◆ The task
Answer these questions from the Rotary Walk for Peace article:
1. Between which two cities did Walstrom's trek run?
2. How much money does Walstrom aim to raise for the Youth & Peace in Action program?
3. How many modules does the program's interactive coursework include?

◆ Text section
______
Members of the local Rotary Clubs walked the walk and talked the talk with Rotary District 6930 Governor Michael Walstrom, as he passed through Indian River County last week during Rotary’s Walk for Peace campaign, which seeks to raise funds and awareness of the Rotary Youth & Peace in Action initiative.

Wearing T-shirts declaring that they were “Obsessed with Rotary,” members met Walstrom at various sites along his nearly 200-mile trek from one end of his district to the other – Titusville to Boca Raton. The six-county district represents 46 Rotary Clubs and more than 1,100 members of the international nonprofit organization.

In our county, members of the Rotary Club of Sebastian were the first to greet him near the Sebastian Inlet, followed by members of the Oceanside, Orchid Island, Sunrise and Vero Beach clubs, who escorted him along the way to the Vero Beach Hotel & Spa, where he spent the night before heading off the following day for Fort Pierce.

Walstrom’s goal is to raise $30,000 to fund the Youth & Peace in Action program, which is available to high schools and youth organizations within the district through Rotary International’s Interact Clubs, their youth service clubs.

After greeting him at the hotel, Rotary members gathered at the home of John and Tracy Carroll for an evening of fellowship and to discuss the importance of the initiative and how best to implement it in the county.

Indian River Charter High School is one of 281 schools across the nation participating in the Youth & Peace in Action program through its ‘My Peacebuilder Foundations’ online curriculum, which focuses on peace and conflict resolution.

Its interactive coursework includes six modules that feature the fundamental drivers of conflict and peace, techniques for imagining innovative approaches to change, and skills needed to develop and implement peace-focused youth service projects.

alstrom explained that Rotary International already had plans to implement the program before the onset of the pandemic, and the need has become even greater.
“Because of COVID, we’re seeing a real rise in depression and teen suicide. This has been boiling for a while. There are a lot of factors, but COVID kicked it up a notch,” said Walstrom.

“This project was tailor-made to have these kids think about the world outside themselves. To think about peace and conflict resolution, which in our world and America today is really, really important,” he added.
______
◆ Raw data
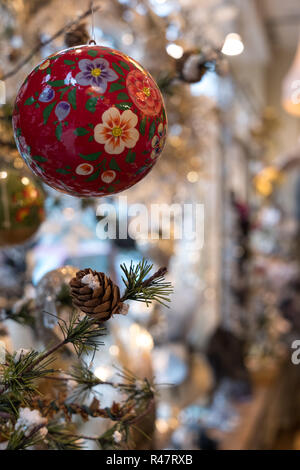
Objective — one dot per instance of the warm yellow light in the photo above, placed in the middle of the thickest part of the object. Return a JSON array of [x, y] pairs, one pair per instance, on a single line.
[[192, 176], [174, 50], [265, 180], [233, 44], [25, 180], [291, 87]]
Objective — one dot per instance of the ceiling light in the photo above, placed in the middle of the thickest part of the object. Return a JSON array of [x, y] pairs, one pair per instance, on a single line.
[[233, 44]]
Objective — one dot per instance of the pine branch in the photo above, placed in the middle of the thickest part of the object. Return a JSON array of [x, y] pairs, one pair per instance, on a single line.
[[42, 44], [19, 441], [138, 288], [18, 377]]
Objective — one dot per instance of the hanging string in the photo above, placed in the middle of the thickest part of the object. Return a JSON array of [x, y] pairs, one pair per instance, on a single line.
[[93, 40]]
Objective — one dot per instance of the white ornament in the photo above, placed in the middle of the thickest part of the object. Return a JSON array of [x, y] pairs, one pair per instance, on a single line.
[[28, 420]]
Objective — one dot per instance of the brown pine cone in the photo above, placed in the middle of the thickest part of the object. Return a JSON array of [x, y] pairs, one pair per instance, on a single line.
[[95, 294]]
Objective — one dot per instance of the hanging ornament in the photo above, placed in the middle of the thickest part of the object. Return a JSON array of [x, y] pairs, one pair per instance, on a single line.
[[90, 121], [21, 207]]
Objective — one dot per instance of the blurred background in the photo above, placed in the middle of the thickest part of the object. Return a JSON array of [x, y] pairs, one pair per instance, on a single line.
[[229, 72]]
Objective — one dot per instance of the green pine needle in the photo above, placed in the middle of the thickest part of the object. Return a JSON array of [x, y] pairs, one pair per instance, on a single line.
[[141, 289]]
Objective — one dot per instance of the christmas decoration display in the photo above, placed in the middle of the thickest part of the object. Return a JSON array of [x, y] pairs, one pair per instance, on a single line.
[[52, 294], [95, 294], [21, 207], [30, 419], [90, 121]]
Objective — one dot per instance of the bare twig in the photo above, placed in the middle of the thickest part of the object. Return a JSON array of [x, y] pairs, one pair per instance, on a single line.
[[39, 46]]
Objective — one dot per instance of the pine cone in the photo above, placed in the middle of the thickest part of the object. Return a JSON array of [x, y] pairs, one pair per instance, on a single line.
[[77, 36], [95, 294]]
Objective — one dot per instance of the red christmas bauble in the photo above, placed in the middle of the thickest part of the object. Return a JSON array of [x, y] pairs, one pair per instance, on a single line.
[[90, 121]]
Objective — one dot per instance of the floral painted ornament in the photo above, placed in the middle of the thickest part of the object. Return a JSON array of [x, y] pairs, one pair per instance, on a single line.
[[90, 121]]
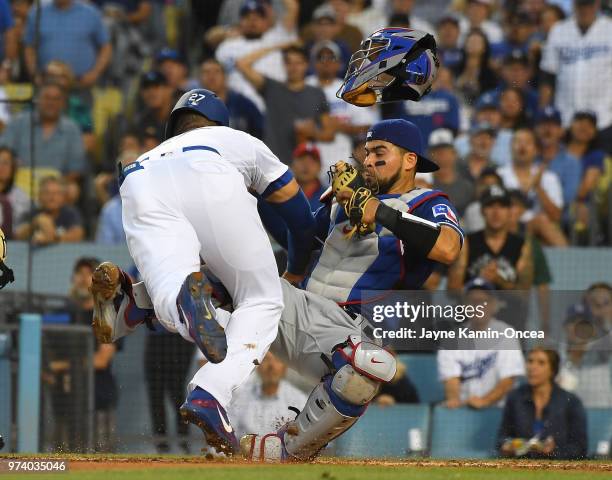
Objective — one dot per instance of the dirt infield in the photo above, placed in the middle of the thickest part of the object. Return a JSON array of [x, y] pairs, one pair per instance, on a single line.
[[104, 462]]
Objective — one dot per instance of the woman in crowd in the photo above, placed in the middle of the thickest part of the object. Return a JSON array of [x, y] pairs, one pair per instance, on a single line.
[[14, 202], [540, 419], [474, 74]]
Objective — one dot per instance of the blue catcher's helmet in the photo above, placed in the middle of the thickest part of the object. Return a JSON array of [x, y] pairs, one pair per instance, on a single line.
[[392, 64], [201, 101]]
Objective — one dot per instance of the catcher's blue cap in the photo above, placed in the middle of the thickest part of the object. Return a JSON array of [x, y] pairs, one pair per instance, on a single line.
[[404, 134], [200, 101]]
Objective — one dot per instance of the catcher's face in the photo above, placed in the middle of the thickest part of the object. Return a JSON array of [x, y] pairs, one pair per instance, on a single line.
[[388, 167]]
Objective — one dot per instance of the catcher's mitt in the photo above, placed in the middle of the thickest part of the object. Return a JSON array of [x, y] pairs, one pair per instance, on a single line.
[[6, 274], [344, 177]]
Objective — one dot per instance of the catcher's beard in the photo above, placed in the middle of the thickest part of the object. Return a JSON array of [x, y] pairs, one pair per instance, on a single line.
[[381, 186]]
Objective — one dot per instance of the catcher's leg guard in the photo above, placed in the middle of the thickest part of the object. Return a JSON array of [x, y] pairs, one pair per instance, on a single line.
[[116, 311], [333, 406]]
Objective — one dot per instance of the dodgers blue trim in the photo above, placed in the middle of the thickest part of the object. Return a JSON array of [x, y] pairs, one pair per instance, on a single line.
[[191, 148], [343, 407], [277, 184], [132, 167]]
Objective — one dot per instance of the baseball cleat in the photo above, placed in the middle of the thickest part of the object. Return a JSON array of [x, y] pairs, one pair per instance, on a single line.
[[196, 310], [115, 313], [204, 411]]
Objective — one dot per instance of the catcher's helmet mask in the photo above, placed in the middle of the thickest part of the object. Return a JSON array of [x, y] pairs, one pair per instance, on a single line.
[[392, 64]]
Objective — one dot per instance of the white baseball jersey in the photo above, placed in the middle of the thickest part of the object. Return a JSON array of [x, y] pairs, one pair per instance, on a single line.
[[583, 68], [188, 198]]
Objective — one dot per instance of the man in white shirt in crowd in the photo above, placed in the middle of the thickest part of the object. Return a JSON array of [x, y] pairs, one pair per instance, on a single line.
[[577, 65], [257, 32], [541, 186], [481, 378], [350, 121], [261, 404]]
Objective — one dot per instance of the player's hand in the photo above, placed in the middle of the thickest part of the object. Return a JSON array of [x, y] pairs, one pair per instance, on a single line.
[[293, 278], [476, 402], [385, 400]]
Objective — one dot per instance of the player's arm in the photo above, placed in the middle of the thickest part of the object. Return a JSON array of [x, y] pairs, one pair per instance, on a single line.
[[456, 272], [289, 202]]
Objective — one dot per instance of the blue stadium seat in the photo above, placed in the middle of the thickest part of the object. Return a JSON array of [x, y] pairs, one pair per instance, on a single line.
______
◆ The answer
1. Titusville and Boca Raton
2. $30,000
3. Six